_YOUR GOAL_
In the records below, find the line containing "Could you please indicate the small", then extract that line and all subsequent lines exactly, leaving out everything else.

— begin TASK INPUTS —

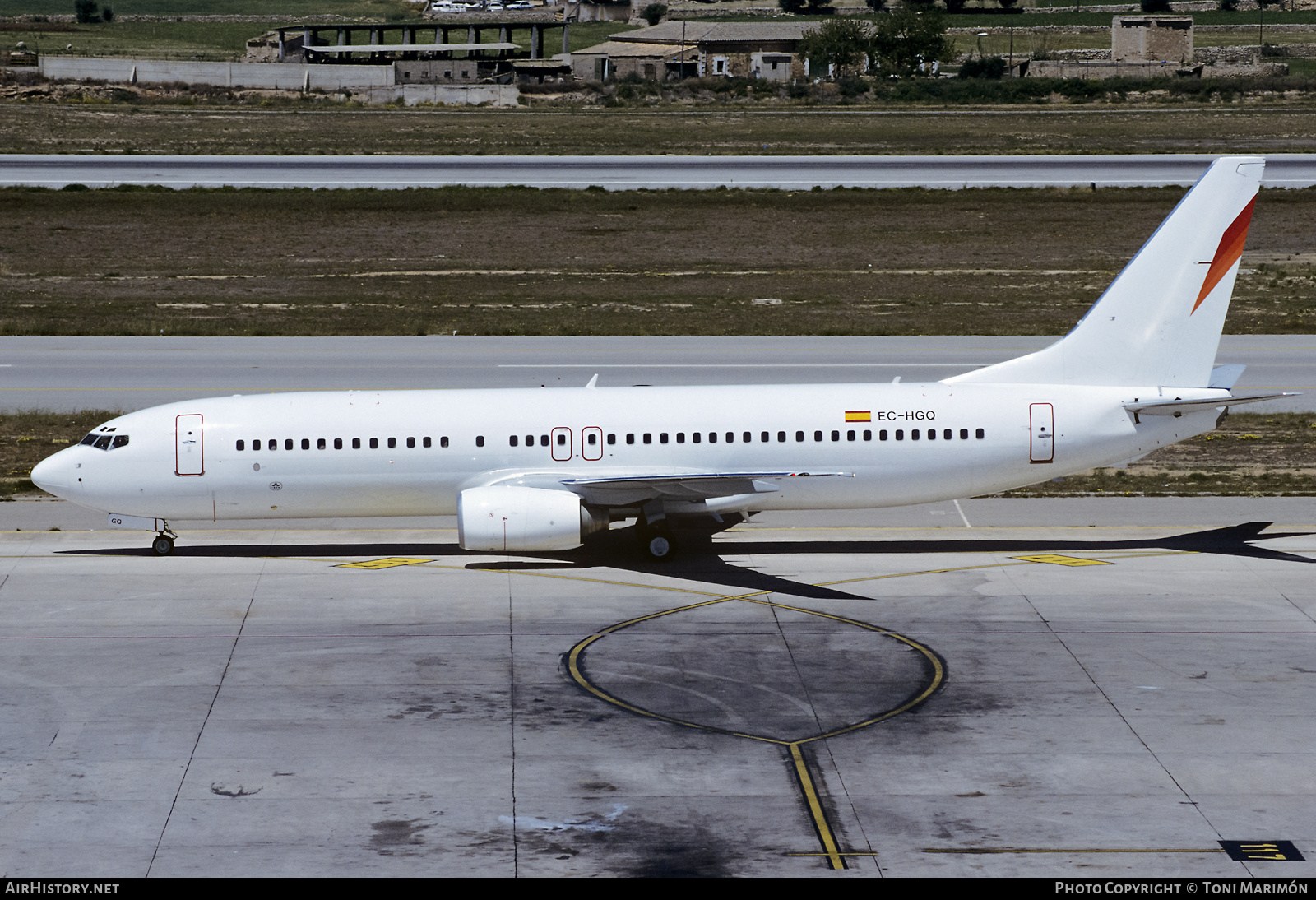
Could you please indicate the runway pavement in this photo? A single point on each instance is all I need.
(94, 373)
(1094, 689)
(632, 173)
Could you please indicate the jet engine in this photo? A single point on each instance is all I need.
(511, 517)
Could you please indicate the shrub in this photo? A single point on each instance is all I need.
(984, 67)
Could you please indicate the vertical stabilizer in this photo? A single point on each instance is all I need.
(1160, 322)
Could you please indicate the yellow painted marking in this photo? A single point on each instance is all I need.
(977, 851)
(811, 798)
(1057, 559)
(383, 564)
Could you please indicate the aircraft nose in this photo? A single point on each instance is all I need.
(52, 474)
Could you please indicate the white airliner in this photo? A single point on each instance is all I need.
(536, 470)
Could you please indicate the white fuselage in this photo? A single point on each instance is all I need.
(920, 443)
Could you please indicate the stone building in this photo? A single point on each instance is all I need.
(1152, 39)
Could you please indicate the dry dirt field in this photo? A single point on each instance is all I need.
(89, 120)
(517, 261)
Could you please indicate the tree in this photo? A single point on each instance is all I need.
(906, 41)
(841, 42)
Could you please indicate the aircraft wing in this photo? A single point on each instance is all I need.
(1179, 407)
(703, 485)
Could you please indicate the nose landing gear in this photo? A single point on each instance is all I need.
(164, 542)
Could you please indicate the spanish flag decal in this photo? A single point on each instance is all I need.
(1227, 254)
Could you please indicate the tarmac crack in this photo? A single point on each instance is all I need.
(210, 709)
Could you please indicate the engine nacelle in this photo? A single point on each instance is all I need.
(511, 517)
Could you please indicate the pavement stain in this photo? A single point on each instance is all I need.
(396, 837)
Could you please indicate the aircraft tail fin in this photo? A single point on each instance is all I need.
(1160, 322)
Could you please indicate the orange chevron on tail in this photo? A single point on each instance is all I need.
(1227, 254)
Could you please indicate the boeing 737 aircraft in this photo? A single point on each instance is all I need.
(535, 470)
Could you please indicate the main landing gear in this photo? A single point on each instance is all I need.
(655, 535)
(656, 542)
(164, 542)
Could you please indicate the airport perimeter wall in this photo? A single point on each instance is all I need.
(287, 77)
(373, 85)
(465, 95)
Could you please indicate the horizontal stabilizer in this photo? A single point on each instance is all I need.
(1179, 407)
(1226, 377)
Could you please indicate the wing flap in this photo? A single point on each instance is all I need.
(702, 485)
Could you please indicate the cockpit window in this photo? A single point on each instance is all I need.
(103, 441)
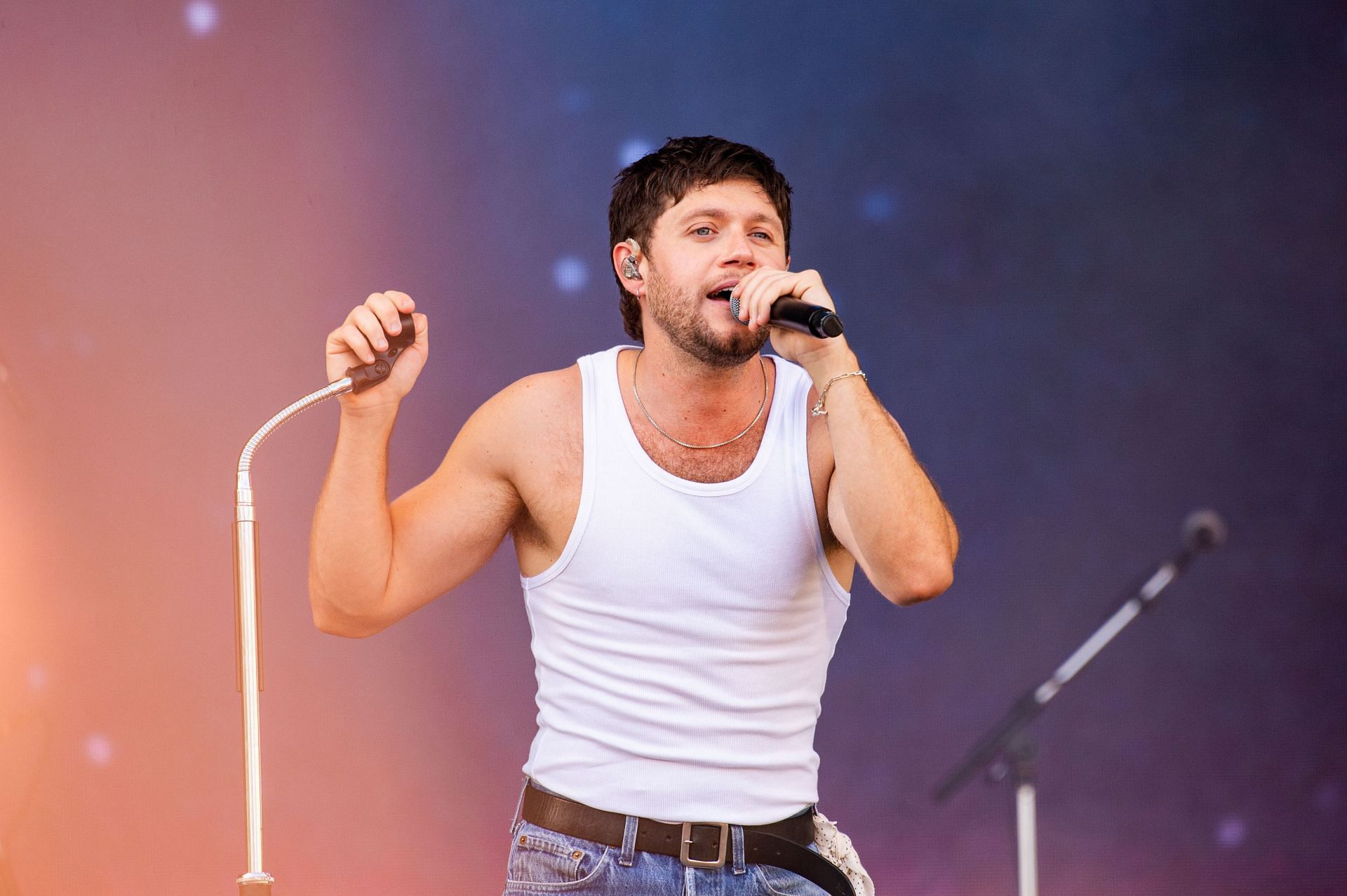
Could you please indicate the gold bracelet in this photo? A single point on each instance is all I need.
(818, 408)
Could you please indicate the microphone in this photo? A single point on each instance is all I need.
(367, 375)
(1203, 531)
(793, 314)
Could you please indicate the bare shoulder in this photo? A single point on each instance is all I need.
(534, 417)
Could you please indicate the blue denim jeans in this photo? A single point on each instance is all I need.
(543, 862)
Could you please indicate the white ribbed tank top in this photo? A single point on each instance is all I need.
(682, 639)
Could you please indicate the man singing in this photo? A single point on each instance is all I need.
(688, 526)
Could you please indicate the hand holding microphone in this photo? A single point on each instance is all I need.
(777, 298)
(375, 335)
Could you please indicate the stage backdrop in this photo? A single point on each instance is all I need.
(1092, 256)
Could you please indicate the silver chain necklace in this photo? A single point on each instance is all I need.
(641, 405)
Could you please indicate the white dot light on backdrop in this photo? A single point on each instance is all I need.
(1231, 831)
(570, 274)
(99, 749)
(877, 206)
(577, 99)
(202, 17)
(634, 150)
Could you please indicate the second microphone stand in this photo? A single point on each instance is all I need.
(255, 881)
(1008, 749)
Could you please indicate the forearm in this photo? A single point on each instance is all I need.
(897, 522)
(351, 549)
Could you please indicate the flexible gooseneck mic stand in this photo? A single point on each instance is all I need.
(1007, 745)
(255, 881)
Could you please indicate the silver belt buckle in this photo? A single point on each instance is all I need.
(688, 841)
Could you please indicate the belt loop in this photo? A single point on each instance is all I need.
(514, 821)
(628, 843)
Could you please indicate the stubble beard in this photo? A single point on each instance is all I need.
(683, 320)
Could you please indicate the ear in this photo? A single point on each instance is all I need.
(623, 251)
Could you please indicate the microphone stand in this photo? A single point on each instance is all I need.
(255, 881)
(1007, 745)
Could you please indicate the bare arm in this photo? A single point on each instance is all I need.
(372, 563)
(881, 504)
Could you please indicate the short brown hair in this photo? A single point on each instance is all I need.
(644, 189)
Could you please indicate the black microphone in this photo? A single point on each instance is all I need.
(367, 375)
(793, 314)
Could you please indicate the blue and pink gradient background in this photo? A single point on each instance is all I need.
(1092, 255)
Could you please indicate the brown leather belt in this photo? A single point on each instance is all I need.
(695, 844)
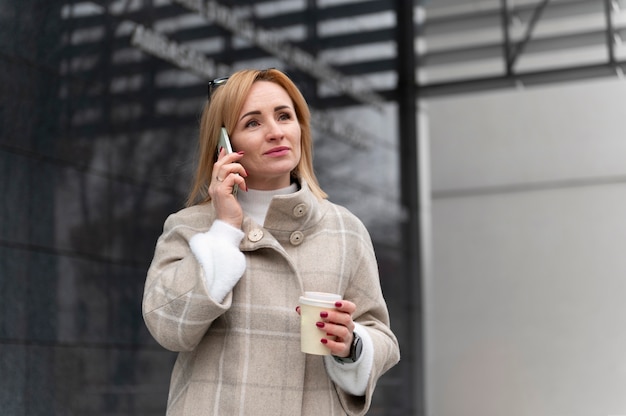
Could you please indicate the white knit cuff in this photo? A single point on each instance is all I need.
(223, 264)
(353, 377)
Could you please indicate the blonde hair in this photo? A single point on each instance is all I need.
(223, 109)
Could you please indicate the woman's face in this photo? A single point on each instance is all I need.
(268, 132)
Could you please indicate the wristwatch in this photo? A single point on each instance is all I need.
(355, 350)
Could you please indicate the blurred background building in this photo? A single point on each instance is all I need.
(480, 141)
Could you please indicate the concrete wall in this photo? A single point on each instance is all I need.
(525, 288)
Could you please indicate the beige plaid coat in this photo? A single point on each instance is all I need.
(242, 357)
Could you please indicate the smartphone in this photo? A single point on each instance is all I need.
(224, 142)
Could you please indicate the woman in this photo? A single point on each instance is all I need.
(228, 270)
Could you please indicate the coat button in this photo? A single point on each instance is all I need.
(299, 210)
(296, 238)
(255, 235)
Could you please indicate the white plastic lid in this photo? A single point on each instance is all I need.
(319, 299)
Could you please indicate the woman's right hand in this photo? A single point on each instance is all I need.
(227, 173)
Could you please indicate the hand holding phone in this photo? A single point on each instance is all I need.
(224, 142)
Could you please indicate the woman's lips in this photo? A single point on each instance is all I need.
(277, 151)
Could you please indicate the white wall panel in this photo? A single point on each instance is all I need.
(525, 300)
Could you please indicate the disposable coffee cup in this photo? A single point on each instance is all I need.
(311, 304)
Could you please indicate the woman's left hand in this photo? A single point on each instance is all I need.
(337, 322)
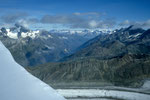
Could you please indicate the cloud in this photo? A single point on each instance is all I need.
(13, 17)
(88, 13)
(141, 24)
(78, 20)
(88, 20)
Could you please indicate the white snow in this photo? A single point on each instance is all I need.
(50, 36)
(99, 93)
(17, 84)
(31, 34)
(63, 37)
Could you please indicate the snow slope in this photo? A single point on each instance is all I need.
(17, 84)
(101, 93)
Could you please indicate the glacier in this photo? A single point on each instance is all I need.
(17, 84)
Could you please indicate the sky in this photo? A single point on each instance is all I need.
(75, 14)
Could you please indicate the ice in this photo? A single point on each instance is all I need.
(17, 84)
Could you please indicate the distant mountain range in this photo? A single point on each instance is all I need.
(119, 58)
(30, 48)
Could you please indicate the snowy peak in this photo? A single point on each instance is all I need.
(18, 84)
(18, 32)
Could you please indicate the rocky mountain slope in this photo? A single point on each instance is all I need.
(120, 58)
(30, 48)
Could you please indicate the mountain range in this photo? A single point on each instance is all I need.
(120, 58)
(34, 47)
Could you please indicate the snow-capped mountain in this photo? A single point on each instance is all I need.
(33, 47)
(17, 84)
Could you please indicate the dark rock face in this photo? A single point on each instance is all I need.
(44, 47)
(122, 58)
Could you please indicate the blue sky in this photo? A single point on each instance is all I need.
(74, 14)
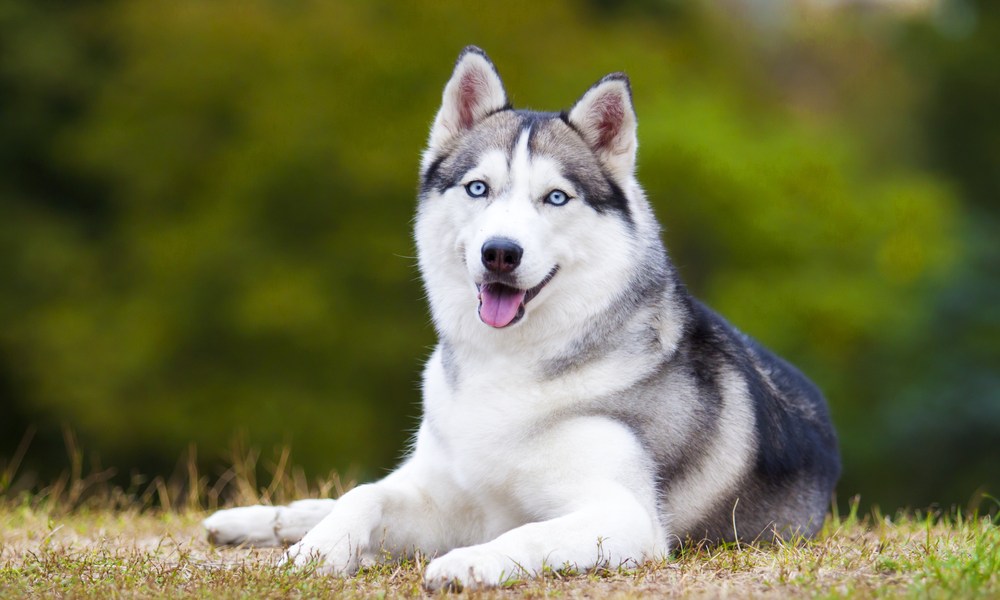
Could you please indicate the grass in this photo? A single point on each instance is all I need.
(81, 537)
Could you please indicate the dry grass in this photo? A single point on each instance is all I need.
(81, 537)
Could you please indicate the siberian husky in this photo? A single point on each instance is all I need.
(581, 409)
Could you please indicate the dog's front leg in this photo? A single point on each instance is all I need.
(612, 530)
(387, 519)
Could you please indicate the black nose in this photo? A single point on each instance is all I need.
(501, 255)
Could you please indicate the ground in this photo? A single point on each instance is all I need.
(95, 552)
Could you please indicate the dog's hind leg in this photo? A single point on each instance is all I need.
(266, 526)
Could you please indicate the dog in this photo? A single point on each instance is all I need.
(582, 409)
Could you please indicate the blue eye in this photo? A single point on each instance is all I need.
(557, 198)
(477, 189)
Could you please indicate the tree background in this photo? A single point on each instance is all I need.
(205, 214)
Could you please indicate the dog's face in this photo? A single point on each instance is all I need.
(525, 219)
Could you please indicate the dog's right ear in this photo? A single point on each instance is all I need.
(473, 92)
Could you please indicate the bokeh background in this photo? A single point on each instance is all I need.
(205, 213)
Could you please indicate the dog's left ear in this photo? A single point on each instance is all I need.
(605, 118)
(473, 93)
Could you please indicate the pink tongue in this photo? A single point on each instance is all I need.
(499, 304)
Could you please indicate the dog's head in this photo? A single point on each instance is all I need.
(526, 219)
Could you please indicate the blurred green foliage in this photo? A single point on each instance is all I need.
(206, 207)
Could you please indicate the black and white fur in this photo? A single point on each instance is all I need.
(581, 408)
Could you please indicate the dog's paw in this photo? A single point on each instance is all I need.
(474, 567)
(251, 525)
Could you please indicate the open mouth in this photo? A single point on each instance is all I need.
(501, 305)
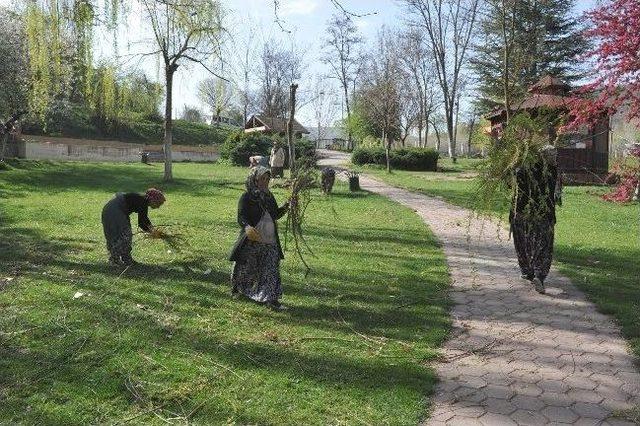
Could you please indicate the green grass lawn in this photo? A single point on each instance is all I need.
(597, 243)
(164, 340)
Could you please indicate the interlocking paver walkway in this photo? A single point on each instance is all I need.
(516, 357)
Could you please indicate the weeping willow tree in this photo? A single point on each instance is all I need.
(60, 38)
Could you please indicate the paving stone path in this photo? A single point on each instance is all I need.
(516, 357)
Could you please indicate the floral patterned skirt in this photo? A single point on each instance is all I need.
(256, 274)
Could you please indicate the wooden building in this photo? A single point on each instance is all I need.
(583, 156)
(273, 125)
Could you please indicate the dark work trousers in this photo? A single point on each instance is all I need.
(533, 240)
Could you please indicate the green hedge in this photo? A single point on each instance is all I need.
(76, 123)
(418, 159)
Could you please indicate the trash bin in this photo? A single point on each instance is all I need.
(354, 183)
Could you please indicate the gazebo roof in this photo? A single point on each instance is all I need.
(548, 92)
(550, 85)
(272, 124)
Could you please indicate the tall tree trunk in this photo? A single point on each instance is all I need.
(346, 102)
(168, 124)
(452, 138)
(4, 143)
(292, 112)
(471, 128)
(426, 128)
(387, 149)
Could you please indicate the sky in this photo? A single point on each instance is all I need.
(305, 19)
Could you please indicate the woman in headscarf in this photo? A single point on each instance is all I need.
(533, 216)
(257, 252)
(117, 226)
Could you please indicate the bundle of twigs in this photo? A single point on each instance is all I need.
(174, 240)
(300, 186)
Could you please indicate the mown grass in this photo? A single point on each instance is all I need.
(597, 243)
(164, 340)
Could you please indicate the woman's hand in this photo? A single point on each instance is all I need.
(252, 234)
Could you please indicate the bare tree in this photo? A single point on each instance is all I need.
(416, 61)
(409, 109)
(323, 102)
(380, 90)
(340, 53)
(243, 53)
(449, 26)
(278, 69)
(183, 31)
(216, 93)
(437, 120)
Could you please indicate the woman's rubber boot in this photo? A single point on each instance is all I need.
(538, 285)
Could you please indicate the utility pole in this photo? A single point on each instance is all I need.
(292, 112)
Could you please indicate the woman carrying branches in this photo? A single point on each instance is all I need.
(533, 216)
(117, 226)
(257, 251)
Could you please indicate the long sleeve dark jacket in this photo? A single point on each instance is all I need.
(250, 212)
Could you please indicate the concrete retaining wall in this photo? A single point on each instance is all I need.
(65, 149)
(51, 151)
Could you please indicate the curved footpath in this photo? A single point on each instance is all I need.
(516, 357)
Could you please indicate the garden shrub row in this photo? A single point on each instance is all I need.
(417, 159)
(78, 124)
(239, 146)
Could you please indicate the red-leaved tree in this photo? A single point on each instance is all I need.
(615, 37)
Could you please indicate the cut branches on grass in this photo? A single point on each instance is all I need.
(174, 239)
(300, 186)
(217, 351)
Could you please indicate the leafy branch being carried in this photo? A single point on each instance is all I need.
(300, 186)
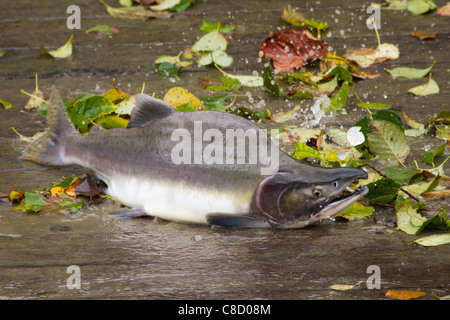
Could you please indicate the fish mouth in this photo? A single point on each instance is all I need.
(341, 202)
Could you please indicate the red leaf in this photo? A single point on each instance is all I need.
(291, 49)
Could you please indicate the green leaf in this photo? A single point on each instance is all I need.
(420, 6)
(6, 105)
(400, 175)
(409, 73)
(428, 157)
(434, 240)
(209, 26)
(302, 151)
(34, 201)
(228, 84)
(356, 211)
(182, 6)
(339, 101)
(211, 41)
(70, 204)
(383, 190)
(295, 18)
(62, 52)
(167, 69)
(269, 81)
(387, 142)
(342, 73)
(373, 105)
(408, 220)
(431, 87)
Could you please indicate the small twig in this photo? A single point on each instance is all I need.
(384, 176)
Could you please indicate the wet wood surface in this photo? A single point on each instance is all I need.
(126, 259)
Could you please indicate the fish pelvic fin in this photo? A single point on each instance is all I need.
(229, 220)
(47, 148)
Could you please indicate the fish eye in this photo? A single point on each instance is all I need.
(317, 191)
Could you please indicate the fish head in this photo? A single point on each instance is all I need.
(294, 200)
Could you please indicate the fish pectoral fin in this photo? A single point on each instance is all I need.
(230, 220)
(130, 213)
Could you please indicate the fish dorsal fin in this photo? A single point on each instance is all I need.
(148, 109)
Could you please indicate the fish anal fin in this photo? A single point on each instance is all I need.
(148, 109)
(229, 220)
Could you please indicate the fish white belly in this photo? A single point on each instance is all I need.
(175, 201)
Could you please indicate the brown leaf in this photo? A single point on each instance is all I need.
(423, 35)
(291, 49)
(404, 294)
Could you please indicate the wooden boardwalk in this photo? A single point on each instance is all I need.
(142, 259)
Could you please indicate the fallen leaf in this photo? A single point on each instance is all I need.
(165, 5)
(408, 220)
(295, 18)
(404, 294)
(431, 87)
(387, 142)
(420, 6)
(62, 52)
(135, 12)
(356, 211)
(291, 49)
(6, 105)
(178, 96)
(423, 35)
(444, 11)
(409, 73)
(210, 42)
(434, 240)
(365, 57)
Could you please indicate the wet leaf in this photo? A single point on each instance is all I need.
(423, 35)
(428, 157)
(409, 73)
(167, 69)
(178, 96)
(434, 240)
(165, 5)
(135, 12)
(209, 26)
(400, 175)
(365, 57)
(355, 136)
(210, 42)
(404, 294)
(6, 105)
(383, 190)
(62, 52)
(227, 84)
(444, 10)
(103, 29)
(175, 60)
(295, 18)
(387, 142)
(291, 49)
(408, 220)
(34, 201)
(356, 211)
(431, 87)
(420, 6)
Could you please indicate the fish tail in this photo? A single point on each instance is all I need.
(48, 148)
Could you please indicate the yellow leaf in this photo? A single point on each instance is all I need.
(56, 191)
(404, 294)
(178, 96)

— end TASK INPUTS —

_THE RESPONSE_
Could you please indicate the small twig in this photo? A single point on each instance is all I need.
(384, 176)
Could you please indicate the wet wood surface in this photo? A single point on each instance is all I need.
(126, 259)
Could you please indicate the fish pelvic fin in this photo? A single point on each instance is all I need.
(229, 220)
(47, 148)
Could you please indicate the fish eye in this photo? A single point on each instance is all I need.
(317, 191)
Could you please indicate the fish head in this photo? A single point on each instance is all I need.
(294, 200)
Could you please indicate the fish pectoral fin in this photo? A single point on each instance is all I need.
(230, 220)
(130, 213)
Could you please indicate the fish dorsal fin in this photo? A single point on each instance is all I need.
(148, 109)
Could you please indicate the fish anal fin in this photo? A single point on each instance is all I need.
(148, 109)
(229, 220)
Could you please indicate the fish white belly in this photo? A single point on each instance is all I need.
(175, 201)
Could you please indicate the brown leaf in this photo? A single point on each instance is all I need.
(423, 35)
(291, 49)
(404, 294)
Could you please indicate the wooden boardwalk in this photo? A single point on each instance is all I need.
(142, 259)
Could you please indicate the fallen leaf in this photo? A single point on each instance is all I need.
(165, 5)
(408, 220)
(295, 18)
(404, 294)
(431, 87)
(387, 142)
(420, 6)
(62, 52)
(135, 12)
(356, 211)
(291, 49)
(6, 105)
(178, 96)
(423, 35)
(444, 11)
(409, 73)
(210, 42)
(434, 240)
(365, 57)
Could you please indicate the wet leaf in this photo? A single point on each instance is all I need.
(423, 35)
(428, 157)
(409, 73)
(167, 69)
(178, 96)
(434, 240)
(165, 5)
(135, 12)
(209, 26)
(400, 175)
(365, 57)
(355, 136)
(210, 42)
(404, 294)
(6, 105)
(383, 190)
(62, 52)
(227, 84)
(444, 10)
(103, 29)
(175, 60)
(295, 18)
(387, 142)
(291, 49)
(408, 220)
(34, 201)
(356, 211)
(431, 87)
(420, 6)
Could you please indicate the fish tail in this photo? A single point on each instance is all I need.
(48, 148)
Could you please indicate the yellow leaf in this photo? A single point on each instance is all I need.
(56, 191)
(404, 294)
(178, 96)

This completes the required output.